### Video Transcript

Hey everyone, Grant here. This is the first video in a series on the essence of calculus. And I’ll be publishing the following videos once per day for the next 10 days. The goal here, as the name suggests, is to really get the heart of the subject out in
one binge-watchable set. But with a topic that’s as broad as calculus, there’s a lot of things that can
mean. So, here’s what I’ve in my mind specifically.

Calculus has a lot of rules and formulas which are often presented as things to be
memorized, lots of derivative formulas, the product rule, the chain rule, the
implicit differentiation, the fact that integrals and derivatives are opposite,
Taylor series, just a lot of things like that. And my goal is for you to come away feeling like you could’ve invented calculus
yourself. That is, cover all those core ideas, but in the way that makes clear where they
actually come from and what they really mean, using an all-around visual
approach.

Inventing math is no joke. And there is a difference between being told why something’s true and actually
generating it from scratch. But at all points, I want you to think to yourself. If you were an early mathematician pondering these ideas and drawing out the right
diagrams, does it feel reasonable that you could’ve stumbled across these truths
yourself?

In this initial video, I wanna show how you might stumble into the core ideas of
calculus by thinking very deeply about one specific bit of geometry, the area of a
circle. Maybe you know that this is 𝜋 times its radius squared, but why? Is there a nice way to think about where this formula comes from? Well, contemplating this problem and leaving yourself open to exploring the
interesting thoughts that come about can actually lead you to a glimpse of three big
ideas in calculus: integrals, derivatives, and the fact that they’re opposites.

But the story starts more simply, just you and a circle, let’s say with radius
three. You’re trying to figure out its area. And after going through a lot of paper trying different ways to chop up and rearrange
the pieces of that area, many of which might lead to their own interesting
observations, maybe you try out the idea of slicing up the circle into many
concentric rings. This should seem promising because it respects the symmetry of the circle. And math has a tendency to reward you when you respect its symmetries.

--------------------

WORK TO COMPLETE =>
**A.** Quote the calculus transcript from "Inventing math is" up to and including "that they’re opposites.".
**B.** Decide whether each statement agrees with the calculus transcript, answering yes or no and quoting the words that settle it: (i) the videos in the series are published once per day for ten days; (ii) the circle in the story has a radius of five; (iii) the approach to the core ideas is described as visual.
The records come from a source separate from the transcript.

--------------------

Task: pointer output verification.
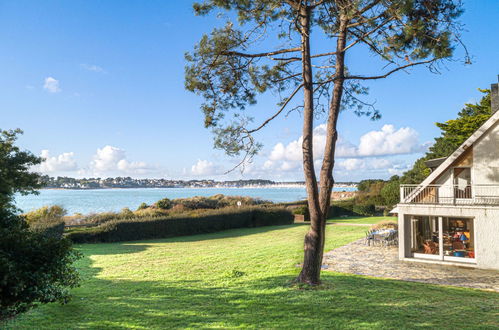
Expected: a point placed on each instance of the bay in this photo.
(105, 200)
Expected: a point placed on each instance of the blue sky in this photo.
(98, 88)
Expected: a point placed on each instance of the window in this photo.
(441, 238)
(425, 235)
(462, 182)
(458, 238)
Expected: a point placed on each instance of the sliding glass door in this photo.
(441, 238)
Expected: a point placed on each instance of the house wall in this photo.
(486, 229)
(486, 158)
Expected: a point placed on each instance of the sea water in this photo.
(104, 200)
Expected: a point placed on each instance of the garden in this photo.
(243, 278)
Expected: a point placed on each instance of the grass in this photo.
(361, 220)
(240, 278)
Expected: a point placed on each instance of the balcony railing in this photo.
(450, 194)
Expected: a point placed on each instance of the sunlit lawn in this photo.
(240, 278)
(361, 220)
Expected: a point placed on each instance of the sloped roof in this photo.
(462, 148)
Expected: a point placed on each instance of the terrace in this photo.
(450, 194)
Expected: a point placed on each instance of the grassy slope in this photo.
(362, 220)
(189, 282)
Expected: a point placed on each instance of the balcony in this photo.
(450, 194)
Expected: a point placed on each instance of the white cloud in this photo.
(386, 142)
(111, 160)
(92, 67)
(51, 85)
(389, 141)
(61, 163)
(205, 167)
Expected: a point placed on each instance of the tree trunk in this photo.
(312, 261)
(326, 175)
(319, 203)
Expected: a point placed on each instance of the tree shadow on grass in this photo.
(346, 301)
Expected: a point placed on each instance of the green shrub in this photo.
(53, 229)
(387, 224)
(142, 206)
(302, 210)
(206, 222)
(35, 267)
(364, 209)
(164, 204)
(342, 208)
(46, 213)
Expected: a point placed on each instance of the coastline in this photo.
(277, 186)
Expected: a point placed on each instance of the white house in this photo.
(452, 217)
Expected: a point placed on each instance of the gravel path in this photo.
(357, 258)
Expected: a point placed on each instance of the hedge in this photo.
(163, 227)
(53, 229)
(342, 208)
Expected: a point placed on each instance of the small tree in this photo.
(35, 265)
(229, 70)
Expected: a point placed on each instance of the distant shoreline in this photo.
(277, 186)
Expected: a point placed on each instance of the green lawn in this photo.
(240, 278)
(362, 220)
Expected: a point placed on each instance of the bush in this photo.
(46, 213)
(302, 210)
(364, 209)
(342, 208)
(206, 222)
(35, 267)
(385, 225)
(142, 206)
(54, 229)
(164, 204)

--------------------

ANSWERS BY TASK =>
**A.**
Inventing math is no joke. And there is a difference between being told why something’s true and actually
generating it from scratch. But at all points, I want you to think to yourself. If you were an early mathematician pondering these ideas and drawing out the right
diagrams, does it feel reasonable that you could’ve stumbled across these truths
yourself?

In this initial video, I wanna show how you might stumble into the core ideas of
calculus by thinking very deeply about one specific bit of geometry, the area of a
circle. Maybe you know that this is 𝜋 times its radius squared, but why? Is there a nice way to think about where this formula comes from? Well, contemplating this problem and leaving yourself open to exploring the
interesting thoughts that come about can actually lead you to a glimpse of three big
ideas in calculus: integrals, derivatives, and the fact that they’re opposites.

**B.**
(i) Yes: "I’ll be publishing the following videos once per day for the next 10 days."
(ii) No: "let’s say with radius three."
(iii) Yes: "using an all-around visual approach."